→ Supplied information:

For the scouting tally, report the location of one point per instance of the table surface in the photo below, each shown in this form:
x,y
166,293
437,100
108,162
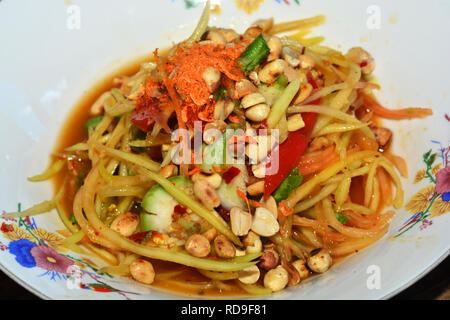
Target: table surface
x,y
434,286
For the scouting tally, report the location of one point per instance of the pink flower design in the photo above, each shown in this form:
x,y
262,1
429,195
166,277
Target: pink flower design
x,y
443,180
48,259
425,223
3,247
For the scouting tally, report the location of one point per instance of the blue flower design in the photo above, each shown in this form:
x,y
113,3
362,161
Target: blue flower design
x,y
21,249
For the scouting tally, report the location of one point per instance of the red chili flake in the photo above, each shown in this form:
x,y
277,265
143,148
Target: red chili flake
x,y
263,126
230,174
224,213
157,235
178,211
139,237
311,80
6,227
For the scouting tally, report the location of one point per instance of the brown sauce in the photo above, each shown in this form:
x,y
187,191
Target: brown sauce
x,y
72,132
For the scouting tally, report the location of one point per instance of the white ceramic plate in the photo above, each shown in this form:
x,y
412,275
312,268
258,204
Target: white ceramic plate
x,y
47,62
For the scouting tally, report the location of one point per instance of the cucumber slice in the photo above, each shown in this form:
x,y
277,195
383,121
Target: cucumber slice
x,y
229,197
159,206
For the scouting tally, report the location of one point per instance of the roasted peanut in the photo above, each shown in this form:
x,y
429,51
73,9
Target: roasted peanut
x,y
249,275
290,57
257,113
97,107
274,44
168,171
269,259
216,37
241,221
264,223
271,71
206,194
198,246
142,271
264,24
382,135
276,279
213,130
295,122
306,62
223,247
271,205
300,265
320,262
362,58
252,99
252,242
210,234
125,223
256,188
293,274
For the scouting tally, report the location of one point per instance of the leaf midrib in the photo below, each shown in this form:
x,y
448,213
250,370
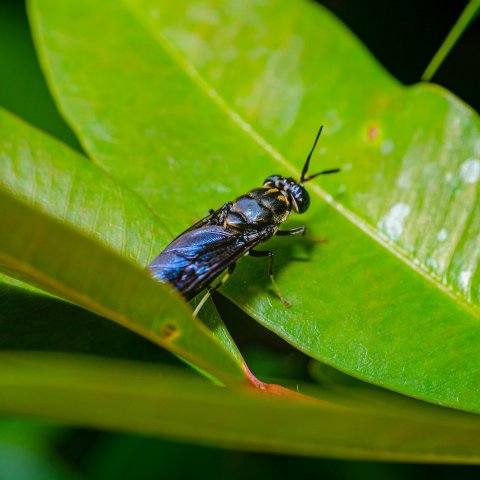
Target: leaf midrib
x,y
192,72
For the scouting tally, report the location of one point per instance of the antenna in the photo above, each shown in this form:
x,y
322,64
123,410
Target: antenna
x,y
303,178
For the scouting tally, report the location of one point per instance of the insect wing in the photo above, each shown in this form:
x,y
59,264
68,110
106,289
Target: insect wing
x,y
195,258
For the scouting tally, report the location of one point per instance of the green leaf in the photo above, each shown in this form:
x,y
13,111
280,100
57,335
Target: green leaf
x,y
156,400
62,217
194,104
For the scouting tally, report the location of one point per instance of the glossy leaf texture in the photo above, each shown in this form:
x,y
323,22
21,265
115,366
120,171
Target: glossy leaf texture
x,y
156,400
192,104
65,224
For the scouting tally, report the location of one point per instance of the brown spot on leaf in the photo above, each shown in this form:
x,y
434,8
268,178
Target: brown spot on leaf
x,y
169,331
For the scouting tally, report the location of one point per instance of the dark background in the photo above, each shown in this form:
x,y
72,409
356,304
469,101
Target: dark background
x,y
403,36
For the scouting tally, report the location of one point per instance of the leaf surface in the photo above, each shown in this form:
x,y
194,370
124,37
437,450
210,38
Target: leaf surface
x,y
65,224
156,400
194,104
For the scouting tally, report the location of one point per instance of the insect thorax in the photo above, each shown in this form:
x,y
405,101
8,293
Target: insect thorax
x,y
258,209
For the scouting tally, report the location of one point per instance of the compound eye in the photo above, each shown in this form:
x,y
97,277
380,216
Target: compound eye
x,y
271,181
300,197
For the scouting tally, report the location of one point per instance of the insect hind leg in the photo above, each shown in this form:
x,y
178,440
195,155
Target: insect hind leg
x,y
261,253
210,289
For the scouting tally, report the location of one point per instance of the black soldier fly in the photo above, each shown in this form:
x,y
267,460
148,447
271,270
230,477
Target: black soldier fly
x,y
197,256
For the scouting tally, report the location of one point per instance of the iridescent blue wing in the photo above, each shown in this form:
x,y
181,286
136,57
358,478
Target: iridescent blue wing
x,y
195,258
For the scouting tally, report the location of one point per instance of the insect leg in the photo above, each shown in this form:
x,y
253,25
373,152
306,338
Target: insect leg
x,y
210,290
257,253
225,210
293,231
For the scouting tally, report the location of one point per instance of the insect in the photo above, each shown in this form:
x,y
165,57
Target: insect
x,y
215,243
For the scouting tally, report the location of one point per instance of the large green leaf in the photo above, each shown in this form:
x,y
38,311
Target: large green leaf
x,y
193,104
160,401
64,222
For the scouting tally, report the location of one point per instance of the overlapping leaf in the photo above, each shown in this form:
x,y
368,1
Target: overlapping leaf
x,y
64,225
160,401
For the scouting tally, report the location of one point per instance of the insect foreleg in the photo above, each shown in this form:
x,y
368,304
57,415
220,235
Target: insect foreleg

→ Task directions:
Each line of the data should be quoted exactly, with pictures left out.

→ Exercise solution:
For the scouting tally, report the location of one point per instance of the table surface in the photo below, each shown in this form:
x,y
166,293
437,100
108,162
Target: table surface
x,y
434,286
For the scouting tally, report the location of one point per instance of the pink flower design in the photo above, each shown in this form:
x,y
262,1
429,195
166,277
Target: pink flower design
x,y
443,180
48,259
425,223
3,247
For the scouting tally, report the location of one point per instance of the blue flower design in the photo above, each shown in this form:
x,y
113,3
362,161
Target: blue flower design
x,y
21,249
For the scouting tally, report the location of one point per instance of the red chili flake in the photo above, each shown in this form:
x,y
277,265
143,148
Target: red chili flake
x,y
263,126
230,174
224,213
157,235
178,211
139,237
311,80
6,227
For the scouting tally, report the location of one point per instance of the brown sauce in the photo above, each shown in this form:
x,y
187,191
Target: brown sauce
x,y
72,132
For the scouting tally, report the location of one point per instance of the white ceramic plate in the photo above, each shown in this form:
x,y
412,275
312,268
258,204
Target: white ceramic plate
x,y
47,62
For the scouting tally, report the location of one point per instance of the cucumber slice in the photo above, each shown in this form:
x,y
277,195
383,121
Target: cucumber slice
x,y
229,197
159,206
For the scouting tally, report the location of one point per instance of the roasted peanut in the photo above, each shown in this form:
x,y
429,51
73,9
Target: roasted peanut
x,y
249,275
290,57
257,113
97,107
274,44
168,171
269,259
216,37
241,221
264,223
271,71
206,194
198,246
142,271
264,24
382,135
276,279
213,130
295,122
306,62
223,247
271,205
300,265
320,262
362,58
252,99
252,242
210,234
125,223
256,188
293,274
For the scouting tally, report the location of one point per instance of the leaf midrib in the photo below, each shown in this form:
x,y
448,213
250,370
Target: leaf midrib
x,y
192,72
For the scouting tally, report the location of one point per instance of the antenna in the photo above, each shown in this form:
x,y
322,64
123,410
Target: antenna
x,y
303,178
For the scouting tally, report the location of one point per instance of the insect wing in the photo above, each shown in this form:
x,y
59,264
68,110
106,289
Target: insect wing
x,y
195,258
For the scouting tally, report the location of one point per instance of the green leaf in the photo above, each shown in this form:
x,y
13,111
280,100
57,335
Target: green leaf
x,y
156,400
62,217
194,104
For the scouting tally, report the location of one point per instance of the glossy leaf texture in the photo above, each shown in this form:
x,y
323,22
21,265
115,366
120,171
Target: glossy leaf texture
x,y
156,400
192,104
65,224
For the scouting tally, report the location of one point per instance of the brown spot on leaf in the photo above, each shown in this form:
x,y
434,8
268,178
Target: brown spot on leaf
x,y
169,331
For the scouting tally, report the location of one point per instance of the dark background in the photo above, each shown in this form:
x,y
72,409
356,304
469,101
Target: dark background
x,y
403,36
For the scouting tally, report the location of one point per instance of the leaf surface in the photo above, each shown in this form:
x,y
194,370
124,37
437,450
210,38
Target: leaf surface
x,y
65,224
156,400
194,104
For the scouting tally, report the location of one point per instance of the insect thorax in the photo above, each shown in this form:
x,y
405,101
8,293
Target: insect thorax
x,y
258,209
For the scouting tally, report the location of one point per instance of the compound eye in the photo above, each shown in this form:
x,y
97,277
380,216
Target: compound eye
x,y
271,181
300,197
For the scouting tally, report the location of one point per instance of the insect hind leg in the photo above, each shown in this form:
x,y
178,440
195,155
Target: insect hind leg
x,y
261,253
210,289
For the scouting tally, report the location of one point per instance of the black soldier fly in the photo above, each shown in this form:
x,y
267,460
148,447
271,270
230,477
Target: black soldier fly
x,y
197,256
For the scouting tally, report the location of one point per instance of the iridescent blue wing in the photo above, each shown in this form:
x,y
181,286
136,57
358,478
Target: iridescent blue wing
x,y
195,258
For the scouting tally, report the location of one point per instance of the insect leg in the photo above, each shown in this form:
x,y
253,25
373,152
306,338
Target: insect leg
x,y
210,290
257,253
225,210
293,231
For the scouting tally, report the location of one point per instance of the insect in the photo above, each shown in this form:
x,y
165,57
Target: insect
x,y
215,243
For the scouting tally, report the location of one point per instance of the large green leaf in the photo above, each shown in this form:
x,y
38,311
Target: large green leaf
x,y
193,104
160,401
64,222
For the scouting tally, report the location of one point per instance of the overlapping leaf in the photo above, each shown in this form:
x,y
368,1
Target: overlapping leaf
x,y
64,225
160,401
For the scouting tally, report the location of one point per instance of the insect foreleg in the photo above, each shown in this form:
x,y
368,304
57,415
220,235
Target: insect foreleg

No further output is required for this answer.